### DATASET EXCERPTS
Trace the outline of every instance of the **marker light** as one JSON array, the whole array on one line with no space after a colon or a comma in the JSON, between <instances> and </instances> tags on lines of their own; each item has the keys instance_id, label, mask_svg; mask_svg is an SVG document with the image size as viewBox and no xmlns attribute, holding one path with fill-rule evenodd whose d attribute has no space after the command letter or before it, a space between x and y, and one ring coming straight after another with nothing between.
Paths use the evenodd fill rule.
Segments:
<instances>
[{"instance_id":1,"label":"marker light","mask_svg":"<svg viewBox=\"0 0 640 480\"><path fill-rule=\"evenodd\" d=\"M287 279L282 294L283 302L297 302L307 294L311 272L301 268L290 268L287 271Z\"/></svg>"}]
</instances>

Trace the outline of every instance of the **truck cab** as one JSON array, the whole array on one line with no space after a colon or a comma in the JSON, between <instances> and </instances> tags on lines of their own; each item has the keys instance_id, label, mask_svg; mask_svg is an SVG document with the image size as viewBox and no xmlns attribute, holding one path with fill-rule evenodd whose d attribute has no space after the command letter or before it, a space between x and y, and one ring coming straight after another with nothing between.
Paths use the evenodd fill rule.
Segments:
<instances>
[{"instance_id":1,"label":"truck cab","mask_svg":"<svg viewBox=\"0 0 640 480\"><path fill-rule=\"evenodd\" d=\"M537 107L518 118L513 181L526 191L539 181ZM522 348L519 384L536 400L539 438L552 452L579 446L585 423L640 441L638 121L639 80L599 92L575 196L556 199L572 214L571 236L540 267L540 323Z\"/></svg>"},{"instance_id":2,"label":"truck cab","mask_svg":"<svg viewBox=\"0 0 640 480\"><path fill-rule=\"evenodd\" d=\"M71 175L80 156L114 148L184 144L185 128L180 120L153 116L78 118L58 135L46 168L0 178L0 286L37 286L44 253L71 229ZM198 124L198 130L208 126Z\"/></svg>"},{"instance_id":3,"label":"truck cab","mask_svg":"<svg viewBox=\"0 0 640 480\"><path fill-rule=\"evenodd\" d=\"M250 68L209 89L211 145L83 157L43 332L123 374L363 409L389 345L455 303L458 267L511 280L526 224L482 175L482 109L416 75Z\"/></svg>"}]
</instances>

### WORK TASK
For the string "coming", go line by line through the material and copy every line that has it.

### RESPONSE AREA
Trace the outline of every instance of the **marker light** as one JSON array, the whole array on one line with no space after a colon or a comma in the JSON, between <instances> and </instances> tags on lines of their own; each item has the keys instance_id, label, mask_svg; mask_svg is an SVG document with the image size as viewBox and no xmlns attribute, holding one path with fill-rule evenodd whose d attribute has no space after the command letter or before it, a space between x and y, and one ring coming straight after another with nothing between.
Trace the outline of every instance of the **truck cab** as one JSON array, the whole array on one line with no space after a colon or a comma in the JSON, between <instances> and </instances> tags on lines of their own; each item has the keys instance_id, label, mask_svg; mask_svg is an SVG document with the image size as viewBox and no xmlns attribute, holding one path with fill-rule evenodd whose d attribute has no space after the command letter or before it, a space between x and y, and one ring coming straight after another with nothing between.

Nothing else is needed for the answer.